▸ **TASK**:
Select from the data all lines with the word "foliage".

——————

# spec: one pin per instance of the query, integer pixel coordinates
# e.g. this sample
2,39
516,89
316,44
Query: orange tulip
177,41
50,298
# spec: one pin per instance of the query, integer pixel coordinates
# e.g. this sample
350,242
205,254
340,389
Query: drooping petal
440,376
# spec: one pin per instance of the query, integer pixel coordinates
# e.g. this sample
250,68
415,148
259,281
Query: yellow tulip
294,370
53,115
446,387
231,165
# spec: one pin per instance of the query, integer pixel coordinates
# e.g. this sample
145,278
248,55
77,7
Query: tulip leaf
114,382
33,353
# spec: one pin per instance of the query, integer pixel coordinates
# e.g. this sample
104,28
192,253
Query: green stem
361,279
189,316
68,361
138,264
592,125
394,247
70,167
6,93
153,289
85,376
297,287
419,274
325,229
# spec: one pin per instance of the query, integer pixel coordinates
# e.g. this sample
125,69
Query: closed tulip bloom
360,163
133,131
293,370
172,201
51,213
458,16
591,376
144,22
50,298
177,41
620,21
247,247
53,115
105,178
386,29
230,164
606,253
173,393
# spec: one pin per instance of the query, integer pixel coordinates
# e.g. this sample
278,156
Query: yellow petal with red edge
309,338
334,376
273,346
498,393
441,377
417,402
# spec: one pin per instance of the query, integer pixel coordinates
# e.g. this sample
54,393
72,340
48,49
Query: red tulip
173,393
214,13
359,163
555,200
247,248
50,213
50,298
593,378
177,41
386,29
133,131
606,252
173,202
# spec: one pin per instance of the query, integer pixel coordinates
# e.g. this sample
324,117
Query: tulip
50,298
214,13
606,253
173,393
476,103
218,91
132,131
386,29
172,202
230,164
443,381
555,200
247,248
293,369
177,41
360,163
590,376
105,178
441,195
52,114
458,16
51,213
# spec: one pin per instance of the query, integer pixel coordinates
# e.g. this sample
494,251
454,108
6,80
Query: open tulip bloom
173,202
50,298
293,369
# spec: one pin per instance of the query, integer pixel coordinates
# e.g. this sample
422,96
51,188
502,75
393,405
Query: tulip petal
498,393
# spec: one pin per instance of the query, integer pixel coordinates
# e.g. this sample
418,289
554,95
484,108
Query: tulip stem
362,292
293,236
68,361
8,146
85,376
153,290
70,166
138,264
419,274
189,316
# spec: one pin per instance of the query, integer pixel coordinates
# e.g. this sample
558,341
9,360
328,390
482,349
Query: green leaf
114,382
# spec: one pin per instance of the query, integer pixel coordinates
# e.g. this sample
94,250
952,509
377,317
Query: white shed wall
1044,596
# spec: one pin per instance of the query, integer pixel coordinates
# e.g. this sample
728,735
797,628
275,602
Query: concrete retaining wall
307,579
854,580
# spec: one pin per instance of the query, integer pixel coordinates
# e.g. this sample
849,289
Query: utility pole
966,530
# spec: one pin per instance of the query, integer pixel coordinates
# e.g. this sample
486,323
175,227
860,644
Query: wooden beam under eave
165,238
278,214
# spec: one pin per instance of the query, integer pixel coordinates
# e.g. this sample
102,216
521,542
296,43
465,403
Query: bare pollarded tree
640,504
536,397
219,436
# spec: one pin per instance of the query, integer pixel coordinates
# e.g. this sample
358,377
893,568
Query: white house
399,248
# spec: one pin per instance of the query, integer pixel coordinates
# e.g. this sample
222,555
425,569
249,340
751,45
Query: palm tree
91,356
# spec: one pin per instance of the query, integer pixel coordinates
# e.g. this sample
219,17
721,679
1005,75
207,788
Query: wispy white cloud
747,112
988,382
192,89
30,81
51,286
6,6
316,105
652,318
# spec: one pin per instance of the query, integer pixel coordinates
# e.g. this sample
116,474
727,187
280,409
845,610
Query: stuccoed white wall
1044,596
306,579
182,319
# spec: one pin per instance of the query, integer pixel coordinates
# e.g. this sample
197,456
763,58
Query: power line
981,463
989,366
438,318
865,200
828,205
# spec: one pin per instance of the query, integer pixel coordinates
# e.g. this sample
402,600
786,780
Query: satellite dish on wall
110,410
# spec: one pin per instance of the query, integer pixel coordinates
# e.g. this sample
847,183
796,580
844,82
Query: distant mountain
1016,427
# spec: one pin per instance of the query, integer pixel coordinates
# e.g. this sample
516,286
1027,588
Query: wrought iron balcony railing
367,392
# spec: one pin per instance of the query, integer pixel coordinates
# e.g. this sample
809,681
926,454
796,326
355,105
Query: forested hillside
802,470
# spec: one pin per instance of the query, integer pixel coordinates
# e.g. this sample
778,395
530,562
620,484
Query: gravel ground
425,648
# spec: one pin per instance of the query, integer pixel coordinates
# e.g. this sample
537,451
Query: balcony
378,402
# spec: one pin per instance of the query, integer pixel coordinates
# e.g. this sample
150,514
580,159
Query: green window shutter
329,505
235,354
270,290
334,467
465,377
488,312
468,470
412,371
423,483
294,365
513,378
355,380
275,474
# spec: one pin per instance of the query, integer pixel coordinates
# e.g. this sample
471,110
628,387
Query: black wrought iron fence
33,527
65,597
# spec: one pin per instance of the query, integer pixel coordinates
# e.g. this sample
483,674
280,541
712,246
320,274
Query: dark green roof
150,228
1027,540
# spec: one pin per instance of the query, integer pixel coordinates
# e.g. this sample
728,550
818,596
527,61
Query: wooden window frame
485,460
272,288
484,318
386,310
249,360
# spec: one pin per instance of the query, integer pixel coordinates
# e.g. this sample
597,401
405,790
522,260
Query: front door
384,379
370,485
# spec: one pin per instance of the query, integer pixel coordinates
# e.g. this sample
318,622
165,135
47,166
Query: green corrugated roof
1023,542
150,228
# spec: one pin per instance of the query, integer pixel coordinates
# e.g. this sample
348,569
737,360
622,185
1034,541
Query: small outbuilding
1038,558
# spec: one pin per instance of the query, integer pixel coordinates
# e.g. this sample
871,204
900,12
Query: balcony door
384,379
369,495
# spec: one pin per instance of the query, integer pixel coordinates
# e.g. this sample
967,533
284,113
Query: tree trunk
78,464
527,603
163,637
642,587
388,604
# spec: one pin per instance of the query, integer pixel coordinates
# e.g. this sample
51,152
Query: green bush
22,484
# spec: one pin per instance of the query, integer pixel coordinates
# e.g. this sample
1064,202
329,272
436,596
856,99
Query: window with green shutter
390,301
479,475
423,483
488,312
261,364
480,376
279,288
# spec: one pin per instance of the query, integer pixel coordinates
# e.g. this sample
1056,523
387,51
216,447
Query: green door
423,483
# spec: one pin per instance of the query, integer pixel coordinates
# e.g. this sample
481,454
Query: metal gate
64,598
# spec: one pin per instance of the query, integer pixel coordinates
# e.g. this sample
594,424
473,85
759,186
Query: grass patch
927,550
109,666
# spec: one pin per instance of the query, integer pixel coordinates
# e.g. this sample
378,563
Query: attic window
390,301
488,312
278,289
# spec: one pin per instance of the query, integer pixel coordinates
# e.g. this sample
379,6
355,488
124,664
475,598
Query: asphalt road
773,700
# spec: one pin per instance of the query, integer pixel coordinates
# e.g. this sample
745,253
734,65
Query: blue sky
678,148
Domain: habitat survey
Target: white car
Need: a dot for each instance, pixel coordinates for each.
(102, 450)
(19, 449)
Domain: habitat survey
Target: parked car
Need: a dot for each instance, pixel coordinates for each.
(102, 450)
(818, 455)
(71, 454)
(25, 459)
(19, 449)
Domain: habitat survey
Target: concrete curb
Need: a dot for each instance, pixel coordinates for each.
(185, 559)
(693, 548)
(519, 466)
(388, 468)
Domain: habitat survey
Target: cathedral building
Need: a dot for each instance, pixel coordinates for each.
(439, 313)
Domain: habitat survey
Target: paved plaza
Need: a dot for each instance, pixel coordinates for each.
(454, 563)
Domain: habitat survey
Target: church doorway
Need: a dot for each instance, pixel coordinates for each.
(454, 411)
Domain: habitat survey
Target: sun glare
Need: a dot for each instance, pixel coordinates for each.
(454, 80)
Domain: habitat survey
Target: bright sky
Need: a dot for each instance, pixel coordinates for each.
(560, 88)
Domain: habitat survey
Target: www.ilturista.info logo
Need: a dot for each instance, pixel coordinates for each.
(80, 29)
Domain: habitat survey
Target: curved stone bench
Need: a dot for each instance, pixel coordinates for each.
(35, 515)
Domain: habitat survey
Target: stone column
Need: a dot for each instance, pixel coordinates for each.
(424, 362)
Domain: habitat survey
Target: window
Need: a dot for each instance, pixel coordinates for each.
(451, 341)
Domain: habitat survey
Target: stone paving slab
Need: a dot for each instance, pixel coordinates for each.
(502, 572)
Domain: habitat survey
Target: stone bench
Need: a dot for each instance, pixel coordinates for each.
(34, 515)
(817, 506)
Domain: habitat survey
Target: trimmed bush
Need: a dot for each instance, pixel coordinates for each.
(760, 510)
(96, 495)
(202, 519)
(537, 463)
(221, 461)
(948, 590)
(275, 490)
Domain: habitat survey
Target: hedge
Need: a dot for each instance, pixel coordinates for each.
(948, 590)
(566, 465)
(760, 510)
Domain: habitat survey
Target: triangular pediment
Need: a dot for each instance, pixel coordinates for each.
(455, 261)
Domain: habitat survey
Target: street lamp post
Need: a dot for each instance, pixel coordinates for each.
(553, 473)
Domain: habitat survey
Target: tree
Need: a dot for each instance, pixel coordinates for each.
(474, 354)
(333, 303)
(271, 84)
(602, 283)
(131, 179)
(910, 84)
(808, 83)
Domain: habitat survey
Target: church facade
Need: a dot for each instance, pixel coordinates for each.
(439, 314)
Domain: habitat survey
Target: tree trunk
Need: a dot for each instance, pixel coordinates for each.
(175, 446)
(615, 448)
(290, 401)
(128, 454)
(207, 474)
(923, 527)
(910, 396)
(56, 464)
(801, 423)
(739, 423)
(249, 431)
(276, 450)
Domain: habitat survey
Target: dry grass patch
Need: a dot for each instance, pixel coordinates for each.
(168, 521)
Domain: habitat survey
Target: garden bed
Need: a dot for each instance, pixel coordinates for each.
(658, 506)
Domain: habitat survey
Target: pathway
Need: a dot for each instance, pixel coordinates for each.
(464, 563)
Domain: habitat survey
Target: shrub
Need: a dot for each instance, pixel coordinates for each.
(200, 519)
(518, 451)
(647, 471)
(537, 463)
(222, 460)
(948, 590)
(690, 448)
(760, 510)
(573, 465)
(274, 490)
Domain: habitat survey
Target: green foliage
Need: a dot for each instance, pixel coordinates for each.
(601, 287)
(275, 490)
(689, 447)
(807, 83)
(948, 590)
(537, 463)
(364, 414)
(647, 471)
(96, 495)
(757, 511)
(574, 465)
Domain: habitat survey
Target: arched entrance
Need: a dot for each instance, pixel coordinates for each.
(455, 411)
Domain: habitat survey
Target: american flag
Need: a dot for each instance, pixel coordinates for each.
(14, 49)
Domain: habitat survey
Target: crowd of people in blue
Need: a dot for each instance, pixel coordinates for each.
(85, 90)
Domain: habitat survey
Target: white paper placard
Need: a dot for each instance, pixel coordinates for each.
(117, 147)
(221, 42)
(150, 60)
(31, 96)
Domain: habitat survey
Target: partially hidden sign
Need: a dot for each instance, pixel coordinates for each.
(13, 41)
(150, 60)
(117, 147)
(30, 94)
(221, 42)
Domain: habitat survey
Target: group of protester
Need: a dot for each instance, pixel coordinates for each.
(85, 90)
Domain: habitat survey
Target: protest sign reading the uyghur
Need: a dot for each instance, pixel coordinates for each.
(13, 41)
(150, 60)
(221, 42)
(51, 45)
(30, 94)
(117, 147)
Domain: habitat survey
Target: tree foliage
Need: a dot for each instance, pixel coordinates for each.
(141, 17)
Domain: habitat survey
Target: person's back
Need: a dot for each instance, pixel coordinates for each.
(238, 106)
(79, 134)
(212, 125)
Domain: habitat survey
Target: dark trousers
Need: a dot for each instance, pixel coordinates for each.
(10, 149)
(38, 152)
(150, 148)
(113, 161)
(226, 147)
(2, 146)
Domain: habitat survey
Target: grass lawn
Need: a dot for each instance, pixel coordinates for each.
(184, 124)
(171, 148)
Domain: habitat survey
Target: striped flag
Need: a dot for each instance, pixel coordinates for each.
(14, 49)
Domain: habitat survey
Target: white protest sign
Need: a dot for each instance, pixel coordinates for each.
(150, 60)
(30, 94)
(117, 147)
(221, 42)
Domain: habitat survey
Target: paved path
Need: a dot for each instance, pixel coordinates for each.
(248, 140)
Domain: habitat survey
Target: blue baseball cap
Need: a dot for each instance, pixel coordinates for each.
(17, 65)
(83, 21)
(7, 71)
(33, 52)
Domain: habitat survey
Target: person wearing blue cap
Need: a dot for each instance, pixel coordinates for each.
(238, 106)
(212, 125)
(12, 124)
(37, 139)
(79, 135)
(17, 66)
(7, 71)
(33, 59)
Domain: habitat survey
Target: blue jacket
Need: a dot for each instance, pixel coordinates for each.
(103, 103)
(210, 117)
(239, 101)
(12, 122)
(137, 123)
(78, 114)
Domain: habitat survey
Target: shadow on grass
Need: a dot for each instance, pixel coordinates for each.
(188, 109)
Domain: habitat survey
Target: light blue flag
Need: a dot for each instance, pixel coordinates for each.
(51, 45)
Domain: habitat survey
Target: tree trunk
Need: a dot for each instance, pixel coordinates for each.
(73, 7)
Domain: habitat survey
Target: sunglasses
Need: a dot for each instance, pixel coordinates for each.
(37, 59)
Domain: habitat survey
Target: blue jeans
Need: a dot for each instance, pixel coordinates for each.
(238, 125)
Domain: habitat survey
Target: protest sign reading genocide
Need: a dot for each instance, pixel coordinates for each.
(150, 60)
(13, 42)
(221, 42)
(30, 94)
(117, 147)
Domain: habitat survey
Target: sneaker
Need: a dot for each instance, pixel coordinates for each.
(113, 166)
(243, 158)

——————

▸ **THE ANSWER**:
Target: green foliage
Target: tree foliage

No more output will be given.